# Extracted data
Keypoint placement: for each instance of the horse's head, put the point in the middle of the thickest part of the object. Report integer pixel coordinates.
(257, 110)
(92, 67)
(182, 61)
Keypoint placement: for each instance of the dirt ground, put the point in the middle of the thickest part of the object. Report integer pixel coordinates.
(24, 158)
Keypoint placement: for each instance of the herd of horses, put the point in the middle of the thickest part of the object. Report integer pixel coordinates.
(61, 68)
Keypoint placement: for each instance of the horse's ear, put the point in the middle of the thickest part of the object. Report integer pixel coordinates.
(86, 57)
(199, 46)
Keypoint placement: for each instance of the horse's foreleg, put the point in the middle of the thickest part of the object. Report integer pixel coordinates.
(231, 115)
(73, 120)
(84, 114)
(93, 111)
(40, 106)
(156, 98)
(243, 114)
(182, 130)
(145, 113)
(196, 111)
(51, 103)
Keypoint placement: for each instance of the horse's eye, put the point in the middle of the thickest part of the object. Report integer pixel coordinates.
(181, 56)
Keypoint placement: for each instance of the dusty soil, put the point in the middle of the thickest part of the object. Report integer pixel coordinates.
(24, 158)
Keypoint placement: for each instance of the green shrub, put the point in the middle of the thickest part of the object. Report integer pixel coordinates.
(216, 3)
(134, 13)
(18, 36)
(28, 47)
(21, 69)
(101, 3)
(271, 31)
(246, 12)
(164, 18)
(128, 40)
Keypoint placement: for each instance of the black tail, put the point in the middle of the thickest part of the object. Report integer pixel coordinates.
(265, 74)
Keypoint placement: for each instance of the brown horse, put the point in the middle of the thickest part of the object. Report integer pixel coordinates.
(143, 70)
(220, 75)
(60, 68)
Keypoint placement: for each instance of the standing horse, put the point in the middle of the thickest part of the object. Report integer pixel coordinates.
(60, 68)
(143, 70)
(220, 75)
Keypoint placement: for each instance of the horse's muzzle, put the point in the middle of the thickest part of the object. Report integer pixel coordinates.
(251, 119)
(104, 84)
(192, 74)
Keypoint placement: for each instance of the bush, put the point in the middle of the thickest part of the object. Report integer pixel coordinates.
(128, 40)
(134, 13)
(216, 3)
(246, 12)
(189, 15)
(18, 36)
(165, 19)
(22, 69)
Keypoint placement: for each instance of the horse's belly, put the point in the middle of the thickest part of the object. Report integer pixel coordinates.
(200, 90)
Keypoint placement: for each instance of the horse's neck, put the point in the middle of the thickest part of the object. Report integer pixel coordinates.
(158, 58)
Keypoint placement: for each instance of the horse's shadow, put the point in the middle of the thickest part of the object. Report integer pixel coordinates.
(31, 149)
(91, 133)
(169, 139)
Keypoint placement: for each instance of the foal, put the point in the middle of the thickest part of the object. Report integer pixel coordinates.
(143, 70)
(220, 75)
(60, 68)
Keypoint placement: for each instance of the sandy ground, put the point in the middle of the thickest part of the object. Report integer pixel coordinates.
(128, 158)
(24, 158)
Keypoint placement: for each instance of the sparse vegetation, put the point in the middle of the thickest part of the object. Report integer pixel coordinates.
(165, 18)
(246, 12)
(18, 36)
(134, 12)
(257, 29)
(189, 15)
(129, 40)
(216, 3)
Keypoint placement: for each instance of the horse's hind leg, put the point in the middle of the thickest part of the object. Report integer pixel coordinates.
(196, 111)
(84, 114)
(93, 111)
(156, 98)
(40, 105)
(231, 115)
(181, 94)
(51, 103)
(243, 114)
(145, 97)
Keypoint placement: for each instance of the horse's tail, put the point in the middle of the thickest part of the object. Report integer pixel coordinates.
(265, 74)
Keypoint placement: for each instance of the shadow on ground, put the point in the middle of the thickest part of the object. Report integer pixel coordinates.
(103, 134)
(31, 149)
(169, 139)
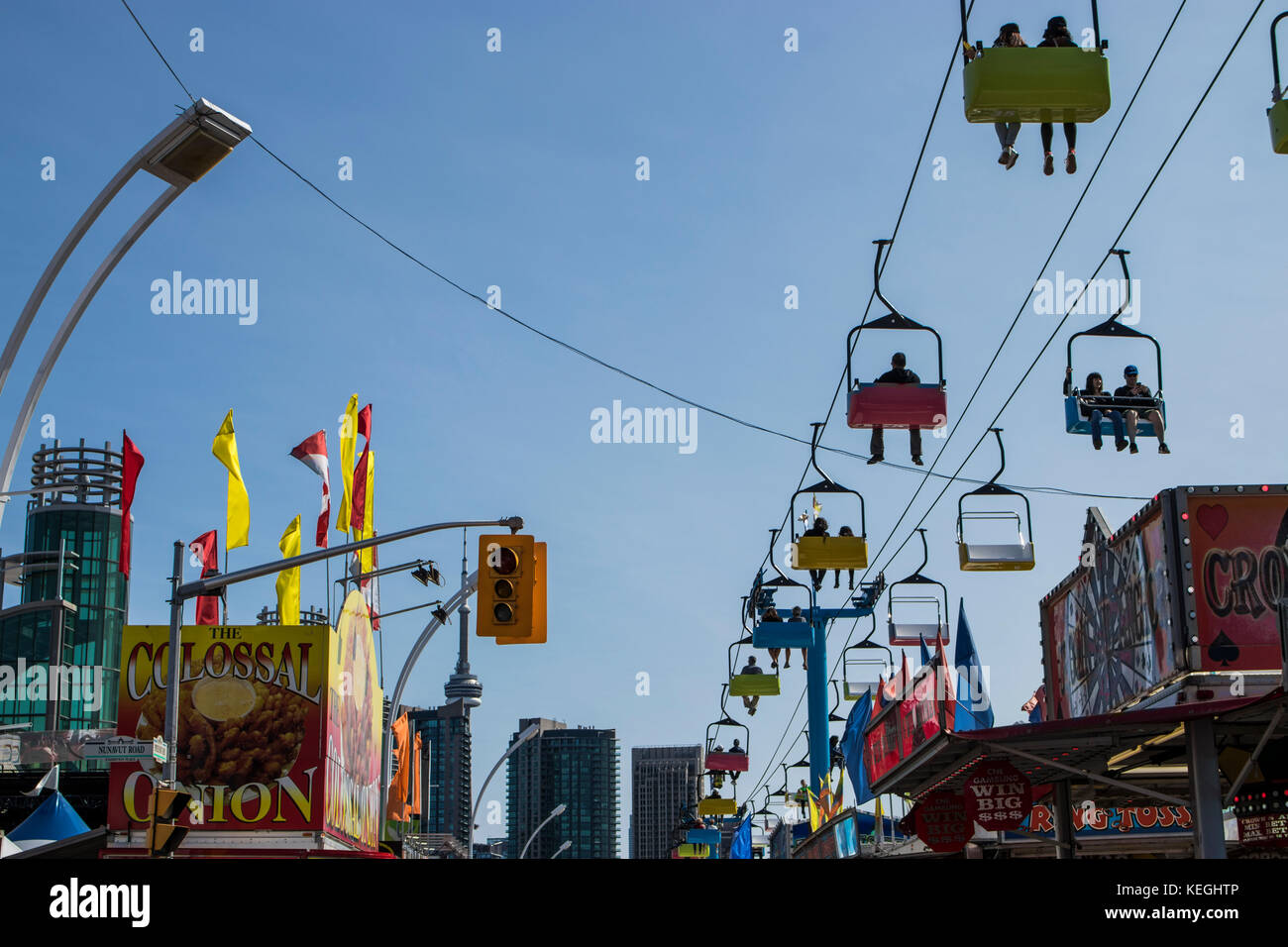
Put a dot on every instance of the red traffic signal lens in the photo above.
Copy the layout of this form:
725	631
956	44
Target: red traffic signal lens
506	561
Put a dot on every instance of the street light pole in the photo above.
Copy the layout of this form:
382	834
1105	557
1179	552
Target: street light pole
533	729
554	813
188	147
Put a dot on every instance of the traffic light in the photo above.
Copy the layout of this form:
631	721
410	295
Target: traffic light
539	602
163	809
507	573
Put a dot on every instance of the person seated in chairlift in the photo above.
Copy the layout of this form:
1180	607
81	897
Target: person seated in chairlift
1094	405
898	375
1006	132
844	531
819	528
1057	35
1133	389
750	701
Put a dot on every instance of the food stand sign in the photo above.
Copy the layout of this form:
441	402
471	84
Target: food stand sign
943	822
999	796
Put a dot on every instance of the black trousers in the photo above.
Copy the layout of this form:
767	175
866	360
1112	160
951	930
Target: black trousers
1070	134
879	442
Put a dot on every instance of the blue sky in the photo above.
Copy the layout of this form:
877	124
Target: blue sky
518	169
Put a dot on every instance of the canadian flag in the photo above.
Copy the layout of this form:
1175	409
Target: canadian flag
312	454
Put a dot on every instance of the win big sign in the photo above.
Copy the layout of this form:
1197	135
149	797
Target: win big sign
999	796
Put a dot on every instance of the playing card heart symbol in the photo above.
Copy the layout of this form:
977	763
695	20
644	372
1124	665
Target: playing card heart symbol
1212	519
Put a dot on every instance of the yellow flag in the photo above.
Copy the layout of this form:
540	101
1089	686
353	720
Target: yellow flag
288	579
369	513
239	502
348	445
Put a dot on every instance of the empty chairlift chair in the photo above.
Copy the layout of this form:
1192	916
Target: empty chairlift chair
827	552
884	405
909	604
1030	84
995	557
1278	111
863	668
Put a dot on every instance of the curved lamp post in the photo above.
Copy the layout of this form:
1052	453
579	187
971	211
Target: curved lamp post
533	729
554	813
188	147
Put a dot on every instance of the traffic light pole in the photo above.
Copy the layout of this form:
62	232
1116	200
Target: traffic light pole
180	591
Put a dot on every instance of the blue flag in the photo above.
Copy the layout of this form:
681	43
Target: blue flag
851	746
741	844
974	709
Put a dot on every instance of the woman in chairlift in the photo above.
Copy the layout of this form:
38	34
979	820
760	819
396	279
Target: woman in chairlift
898	375
1091	395
1057	35
1006	132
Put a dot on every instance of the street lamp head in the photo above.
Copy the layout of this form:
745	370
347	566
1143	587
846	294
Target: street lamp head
426	573
206	136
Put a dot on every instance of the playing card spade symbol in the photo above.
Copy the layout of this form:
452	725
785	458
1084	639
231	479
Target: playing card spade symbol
1223	650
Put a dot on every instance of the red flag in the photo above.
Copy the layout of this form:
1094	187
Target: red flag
312	453
206	547
360	474
132	462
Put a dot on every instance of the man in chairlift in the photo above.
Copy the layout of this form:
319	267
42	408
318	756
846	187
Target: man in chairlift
1136	393
750	702
898	375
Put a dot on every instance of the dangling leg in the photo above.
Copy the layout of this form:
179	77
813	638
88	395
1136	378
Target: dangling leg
1047	161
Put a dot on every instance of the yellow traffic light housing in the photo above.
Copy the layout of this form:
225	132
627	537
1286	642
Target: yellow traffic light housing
507	573
163	810
539	602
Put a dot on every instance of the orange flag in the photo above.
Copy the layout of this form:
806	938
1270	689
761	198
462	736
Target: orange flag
398	788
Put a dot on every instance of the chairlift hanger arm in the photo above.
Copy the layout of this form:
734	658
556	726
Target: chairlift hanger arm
1274	53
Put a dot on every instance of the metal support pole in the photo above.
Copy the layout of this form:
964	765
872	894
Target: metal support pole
819	753
1063	821
1205	789
523	738
171	690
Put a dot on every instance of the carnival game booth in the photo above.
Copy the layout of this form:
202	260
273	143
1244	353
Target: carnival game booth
1163	665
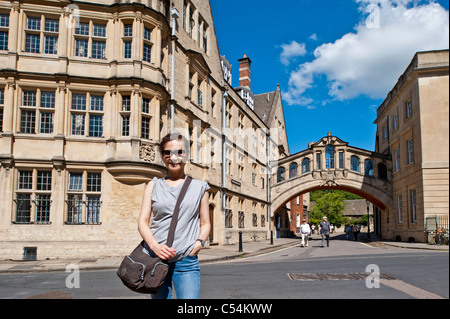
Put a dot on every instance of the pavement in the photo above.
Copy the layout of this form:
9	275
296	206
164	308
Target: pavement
207	255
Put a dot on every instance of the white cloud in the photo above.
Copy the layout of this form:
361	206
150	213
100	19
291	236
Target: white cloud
370	60
292	50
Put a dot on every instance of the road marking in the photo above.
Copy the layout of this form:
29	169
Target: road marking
411	290
366	245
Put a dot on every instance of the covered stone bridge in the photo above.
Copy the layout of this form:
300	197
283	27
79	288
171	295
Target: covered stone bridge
332	164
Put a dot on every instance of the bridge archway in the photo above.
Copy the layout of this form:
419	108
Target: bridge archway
332	164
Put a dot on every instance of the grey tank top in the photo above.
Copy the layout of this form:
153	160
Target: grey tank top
164	198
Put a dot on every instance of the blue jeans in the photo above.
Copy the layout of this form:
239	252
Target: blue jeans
185	277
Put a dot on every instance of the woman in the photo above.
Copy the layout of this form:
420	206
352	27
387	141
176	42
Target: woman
193	223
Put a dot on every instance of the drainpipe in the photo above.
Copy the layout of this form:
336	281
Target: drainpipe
224	159
175	15
269	176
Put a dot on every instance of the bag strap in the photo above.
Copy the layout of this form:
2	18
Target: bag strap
176	212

# The request
Copy exactly the lines from the one containing "Put a dot on every instance of the chairlift" through the final line of the records above, both included, and leave out any pictures.

# Result below
Put a dot on every instance of the chairlift hanger arm in the photo above.
Copy the layout of this form:
734	658
556	726
Target: chairlift hanger arm
1274	53
Put a dot on every instance of the metal support pole in the photo above.
Copy the layout of this form:
964	765
872	894
Target: metal support pole
819	753
1063	821
1205	789
523	738
171	690
Put a dot on every instance of the carnival game booth in the photo above.
Copy the layout of this form:
202	260
273	143
1244	353
Target: carnival game booth
1163	665
Put a dot on every instance of the pavement in the photo above.
Copy the layout of this form:
9	275
296	206
164	308
Target: pavement
207	255
Put a dot on every instance of the white cloud in the photo above.
Copy the layout of this form:
361	206
150	213
100	19
291	236
Target: white cloud
370	60
292	50
Put a dot on every instance of the road marking in the photo above.
Copy the layout of this form:
29	169
Target: road marking
411	290
366	245
Put a dot on every instance of the covered stone bridge in the photo above.
Copy the layout of this form:
300	197
283	27
79	288
171	295
Target: covered stone bridge
332	164
Put a dot on every instance of the bridge archway in the photo above.
Copy the layout of this form:
419	108
Target: bridge archway
332	164
Put a dot on every instance of the grey tank top in the photo above.
Copy the layout of this form:
153	160
Target: grey tank top
164	198
Put a dot on every instance of the blue jeans in the photo above.
Copy the layout of this form:
239	252
Target: blue jeans
185	277
Put a dot on every instance of the woman in the photo above.
Copy the layout of this form:
420	206
352	27
387	141
176	42
Target: woman
193	223
Put a dot on every instance of the drainpipe in the photo above.
Copy the layout of this form:
336	281
Target: drainpipe
224	159
175	15
269	176
Put a dot on every instance of the bag strap in the photo above.
Copy the layout of this form:
2	18
Target: bag strap
176	212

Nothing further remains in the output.